**AIM OF THE EXERCISE**
Please write out all of the entries without altering anything.

INFORMATION PROVIDED START

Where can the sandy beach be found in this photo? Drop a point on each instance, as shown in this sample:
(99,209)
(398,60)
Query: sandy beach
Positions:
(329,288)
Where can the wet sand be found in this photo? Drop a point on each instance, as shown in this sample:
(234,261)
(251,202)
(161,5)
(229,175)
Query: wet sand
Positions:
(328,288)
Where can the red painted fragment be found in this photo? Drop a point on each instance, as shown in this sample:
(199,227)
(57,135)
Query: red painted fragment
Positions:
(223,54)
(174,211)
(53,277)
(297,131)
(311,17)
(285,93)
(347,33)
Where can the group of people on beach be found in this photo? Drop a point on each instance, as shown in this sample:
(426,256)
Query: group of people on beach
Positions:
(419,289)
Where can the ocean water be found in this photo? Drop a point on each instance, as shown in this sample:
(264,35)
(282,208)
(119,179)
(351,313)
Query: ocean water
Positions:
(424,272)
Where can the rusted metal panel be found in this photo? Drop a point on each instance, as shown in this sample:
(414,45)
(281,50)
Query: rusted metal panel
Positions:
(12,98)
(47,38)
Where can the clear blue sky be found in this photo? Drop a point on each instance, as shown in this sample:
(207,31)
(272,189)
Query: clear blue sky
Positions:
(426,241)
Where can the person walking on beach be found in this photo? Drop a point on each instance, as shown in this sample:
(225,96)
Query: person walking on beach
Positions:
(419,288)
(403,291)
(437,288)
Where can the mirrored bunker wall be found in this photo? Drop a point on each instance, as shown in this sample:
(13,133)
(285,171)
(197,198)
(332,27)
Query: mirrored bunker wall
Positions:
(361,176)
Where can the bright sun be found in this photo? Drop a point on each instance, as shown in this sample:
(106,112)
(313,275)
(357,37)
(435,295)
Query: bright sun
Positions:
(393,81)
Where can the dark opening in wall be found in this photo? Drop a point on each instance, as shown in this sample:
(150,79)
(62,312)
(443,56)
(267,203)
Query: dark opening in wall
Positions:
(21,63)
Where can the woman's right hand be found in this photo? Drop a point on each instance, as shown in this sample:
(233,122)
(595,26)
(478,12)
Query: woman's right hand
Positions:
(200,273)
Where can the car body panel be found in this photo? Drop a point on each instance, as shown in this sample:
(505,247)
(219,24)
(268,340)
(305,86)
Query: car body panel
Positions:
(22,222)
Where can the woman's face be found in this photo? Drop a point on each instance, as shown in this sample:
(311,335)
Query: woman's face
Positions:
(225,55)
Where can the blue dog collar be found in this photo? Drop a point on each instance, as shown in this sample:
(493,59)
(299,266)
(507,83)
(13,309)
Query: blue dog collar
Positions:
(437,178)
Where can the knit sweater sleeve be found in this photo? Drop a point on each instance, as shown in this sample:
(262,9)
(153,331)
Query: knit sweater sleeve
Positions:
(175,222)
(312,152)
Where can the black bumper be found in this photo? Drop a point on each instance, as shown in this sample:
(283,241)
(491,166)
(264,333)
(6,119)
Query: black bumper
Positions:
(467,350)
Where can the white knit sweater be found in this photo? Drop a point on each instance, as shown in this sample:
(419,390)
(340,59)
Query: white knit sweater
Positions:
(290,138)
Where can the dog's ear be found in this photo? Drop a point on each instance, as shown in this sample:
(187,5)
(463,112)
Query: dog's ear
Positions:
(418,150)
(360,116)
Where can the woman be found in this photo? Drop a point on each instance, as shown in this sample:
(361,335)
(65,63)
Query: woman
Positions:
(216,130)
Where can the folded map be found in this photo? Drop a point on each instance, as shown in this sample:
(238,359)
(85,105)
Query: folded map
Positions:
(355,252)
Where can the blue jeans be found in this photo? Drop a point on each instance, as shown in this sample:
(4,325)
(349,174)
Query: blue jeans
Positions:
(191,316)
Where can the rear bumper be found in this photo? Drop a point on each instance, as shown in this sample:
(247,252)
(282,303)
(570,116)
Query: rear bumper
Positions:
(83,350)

INFORMATION PROVIDED END

**REPLY TO THE EXERCISE**
Where can the sandy beach be found in this photo? Drop a point on each instance, as shown in this sample:
(99,209)
(398,60)
Query: sandy beach
Positions:
(329,288)
Where can the wet sand be found in this photo? Drop a point on each instance, as shown in this sample:
(234,261)
(251,202)
(161,5)
(229,175)
Query: wet sand
Positions:
(328,288)
Where can the red painted fragment be found in this photo? Drop a point on each instance, as shown in this sample:
(199,227)
(57,135)
Query: red painted fragment
Positions:
(223,54)
(174,211)
(53,277)
(297,131)
(311,17)
(285,93)
(347,33)
Where can the group of people on beach be found in this photo? Drop a point on each instance, as shown in this sample:
(426,256)
Query: group of people on beach
Positions:
(419,289)
Where can the ocean water be found in this photo? Drop a point on each instance, as shown in this sample:
(264,35)
(282,208)
(119,179)
(351,313)
Query: ocean water
Positions:
(424,272)
Where can the rusted metal panel be found in this photo? Drop a point on each instance, as shown in this sample:
(414,45)
(281,50)
Query: rusted metal panel
Positions:
(12,98)
(47,38)
Where can the clear blue sky be found in this photo? Drop a point on each instance, as shown in this sample:
(207,31)
(272,189)
Query: clear blue sky
Positions:
(426,241)
Where can the person walking on beach be found in this photo? Drop a point on each instance, as shown in this sample:
(225,96)
Query: person walking on beach
Positions:
(419,288)
(403,291)
(437,288)
Where can the mirrored bunker wall be found in this photo? Drop a point on each instance, as shown in this sample:
(13,133)
(285,171)
(197,198)
(332,27)
Query: mirrored bunker wall
Positions:
(361,176)
Where can the bright sun be found in this photo? Drop a point on each instance, as shown in this sample:
(106,112)
(313,275)
(357,37)
(435,295)
Query: bright sun
Positions:
(393,81)
Where can the dark opening in wall be found in this photo? Drop a point on each instance, as shown in this sample:
(150,79)
(62,312)
(443,56)
(267,203)
Query: dark opening in wall
Positions:
(21,63)
Where can the woman's right hand be found in this photo? Drop a point on each instance, as shown in this sample:
(233,122)
(595,26)
(478,12)
Query: woman's right hand
Positions:
(200,273)
Where can the car body panel be found in this photo? Drop a point on each instance, as shown in this sample:
(505,247)
(219,24)
(268,340)
(305,86)
Query: car body panel
Positions:
(22,222)
Where can the woman's face be found in this photo? Drop a point on each instance, as shown in this sample:
(311,335)
Query: woman's face
Positions:
(225,55)
Where can the blue dog collar be found in this photo? Drop a point on each instance, as shown in this sample:
(493,59)
(299,266)
(507,83)
(13,309)
Query: blue dog collar
Positions:
(437,178)
Where can the knit sweater sleeve be found in this photo? Drop a point on each instance, as shown in this sample:
(262,9)
(153,331)
Query: knit sweater sleeve
Positions:
(175,222)
(312,152)
Where can the black bumper be found in this photo? Drop a point on each instance, as shown in this sample:
(283,241)
(491,166)
(264,333)
(6,119)
Query: black bumper
Positions:
(467,350)
Where can the white knit sweater be found in this photo? Drop a point on each instance, as shown in this sample:
(419,390)
(340,59)
Query: white knit sweater
Positions:
(290,138)
Where can the dog's ear be found in this photo? Drop a point on each instance, as shown in this sample:
(187,5)
(463,112)
Query: dog's ear
Positions:
(418,150)
(360,116)
Where can the woman be found in this photo? Drop a point on each instance, as shown in this sample:
(361,335)
(65,63)
Query: woman
Positions:
(216,130)
Where can the folded map be found in this photo? Drop a point on each instance, as shown in this sample:
(238,359)
(85,105)
Query: folded map
Positions:
(355,252)
Where can the blue jeans be found in this photo? Drop a point on each instance, as shown in this sample:
(4,325)
(349,174)
Query: blue jeans
Positions:
(191,316)
Where can the rear bumper be found in this photo? Drop a point on each instance, as shown in this sample:
(247,252)
(282,303)
(570,116)
Query: rear bumper
Positions:
(83,350)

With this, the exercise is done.